No princípio é a voz. Uma voz ao telefone que soa áspera, inquieta, que diz “Alô” como quem pergunta “Quem está me incomodando?”, e que só depois se lança em uma conversa irritadiça.
– Agora nem me maquio. Para quê? Se já deixei de dançar. Depois do filme, disse: “Vou descansar”, e desabei. As artérias entupiram e não posso dançar. O médico me disse que, se for operada, fico pior. Desde os 11 eu fumava quarenta ou cinquenta cigarros por dia, menina. Agora tenho dor quando caminho, começo a mancar, e não gosto que as pessoas me vejam assim. Jurei a mim mesma que ninguém iria me ver decadente. Sempre fui reticente à imprensa. Agora, como já tenho minha biografia e um filme, digo que quem quiser saber algo que veja isso. Mas se você quiser, venha e conversamos. Ligue-me um dia antes, para o caso de eu me esquecer.
Mas, no dia anterior à entrevista, María Nieves Rego (82 anos, a bailarina de tango mais emblemática da Argentina, ao lado de Juan Carlos Copes – seu parceiro de dança durante mais de quatro décadas, seu par de tudo o mais durante períodos intermitentes nunca muito claros – formou a dupla de tango de palco mais reconhecida de todos os tempos, dançando no programa de Ed Sullivan e na Casa Branca, girando por meio mundo) não se esqueceu. Nesse dia o telefone toca poucas vezes.
– Ah, menina. Claro, estou te esperando. Mas não sei do que vamos falar, pois já tenho a biografia, e o filme.
A biografia se intitula Soy Tango, sua autora é a jornalista María Oliva, e foi publicada pela Planeta em 2014. O filme é O Último Tango, seu diretor é o argentino radicado na Alemanha Germán Kral, tem direção executiva de Wim Wenders e é de 2015. Ela considera que essas duas formas de exposição pública são suficientes para que se conheçam sua vida e obra.
– Não me vá tomar um dia inteiro, hein. Nem dois.
A campainha soa com tanta força dentro do apartamento que dá para ouvir da rua. Segundos depois, María Nieves cruza o hall do edifício com passo elástico. Tem o cabelo curto e um sorriso de palco: genuíno e, ao mesmo tempo, uma grande construção pensada para se projetar até a última fila da plateia.
– Oi, menina, entre.
No apartamento há um rádio ligado em volume discreto.
– Sente-se.

• [Material fornecido]
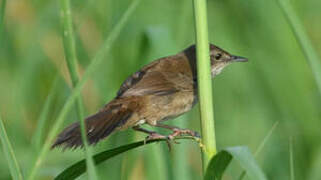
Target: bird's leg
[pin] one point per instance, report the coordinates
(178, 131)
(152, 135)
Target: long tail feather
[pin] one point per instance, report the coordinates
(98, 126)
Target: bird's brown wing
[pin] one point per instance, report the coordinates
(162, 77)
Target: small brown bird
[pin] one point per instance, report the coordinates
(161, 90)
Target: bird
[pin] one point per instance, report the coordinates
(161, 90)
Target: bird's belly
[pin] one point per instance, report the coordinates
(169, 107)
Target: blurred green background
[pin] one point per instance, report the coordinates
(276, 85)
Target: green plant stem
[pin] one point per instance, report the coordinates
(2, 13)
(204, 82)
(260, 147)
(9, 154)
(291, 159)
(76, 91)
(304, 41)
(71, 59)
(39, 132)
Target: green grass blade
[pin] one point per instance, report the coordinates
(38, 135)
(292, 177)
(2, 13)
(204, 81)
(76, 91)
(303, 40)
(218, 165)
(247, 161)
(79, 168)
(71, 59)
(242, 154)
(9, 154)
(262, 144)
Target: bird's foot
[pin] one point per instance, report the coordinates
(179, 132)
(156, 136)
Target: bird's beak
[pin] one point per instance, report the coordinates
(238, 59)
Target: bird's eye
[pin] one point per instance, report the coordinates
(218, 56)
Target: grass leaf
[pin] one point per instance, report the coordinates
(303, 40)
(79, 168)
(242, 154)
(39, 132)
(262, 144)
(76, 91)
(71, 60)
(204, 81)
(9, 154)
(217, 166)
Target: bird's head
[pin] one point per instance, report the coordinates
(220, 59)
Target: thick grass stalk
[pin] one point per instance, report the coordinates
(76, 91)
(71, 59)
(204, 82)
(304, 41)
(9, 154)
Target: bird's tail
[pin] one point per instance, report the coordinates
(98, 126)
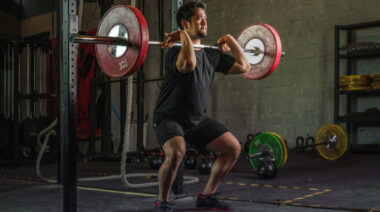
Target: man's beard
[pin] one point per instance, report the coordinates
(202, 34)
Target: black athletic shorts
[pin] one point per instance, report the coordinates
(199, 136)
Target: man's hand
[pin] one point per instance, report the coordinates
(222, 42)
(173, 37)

==

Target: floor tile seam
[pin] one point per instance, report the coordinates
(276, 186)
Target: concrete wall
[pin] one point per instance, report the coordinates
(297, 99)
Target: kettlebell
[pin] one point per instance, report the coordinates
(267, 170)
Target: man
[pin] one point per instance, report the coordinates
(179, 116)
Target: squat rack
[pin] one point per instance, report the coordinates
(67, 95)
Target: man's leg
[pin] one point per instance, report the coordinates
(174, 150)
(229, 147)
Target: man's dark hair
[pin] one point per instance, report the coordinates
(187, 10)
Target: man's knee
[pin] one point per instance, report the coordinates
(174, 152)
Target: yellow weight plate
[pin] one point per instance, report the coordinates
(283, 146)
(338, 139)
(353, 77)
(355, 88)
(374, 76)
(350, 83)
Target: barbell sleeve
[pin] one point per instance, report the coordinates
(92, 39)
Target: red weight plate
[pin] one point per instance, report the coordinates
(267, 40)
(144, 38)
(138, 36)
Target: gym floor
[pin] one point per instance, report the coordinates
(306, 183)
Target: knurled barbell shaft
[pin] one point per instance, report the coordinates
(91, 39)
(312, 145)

• [O que fazer]
1. Liste todas as pessoas que aparecem com nome e sobrenome no trecho sobre María Nieves.
2. Escreva a continuação do trecho sobre María Nieves, começando logo depois da última frase.

• [Suas respostas]
1.
- María Nieves Rego
- Juan Carlos Copes
- Ed Sullivan
- María Oliva
- Germán Kral
- Wim Wenders

2.
No vestíbulo, sobre uma mesa pequena, entre caixas com remédios, há um pacote de cigarros e um cigarro eletrônico. O piso de madeira brilha como cada objeto de decoração, como cada móvel. Tudo está mergulhado na luz de uma lâmpada de baixo consumo, mas ainda nessa semi-penumbra se pode ver que é uma casa refratária ao caos, um lugar onde as coisas estão polidas até a medula, como se tudo – as paredes, o piso, os enfeites – tivesse acabado de ser mergulhado em um enorme tanque de líquido de limpeza.
– Agora está tudo desse jeito. Quando eu estava bem, você não imagina como eu limpava.
Tem dedos compridos e unhas fortes que brilhavam quando posava, até há pouco tempo, em fotos nas quais aparece fumando com piteira, o corte do vestido expondo a perna até a virilha.
– Comprei este cigarro eletrônico há um ano. Tenho que me controlar. Pelas artérias. Depois do filme elas entupiram, desculpe, até o rabo.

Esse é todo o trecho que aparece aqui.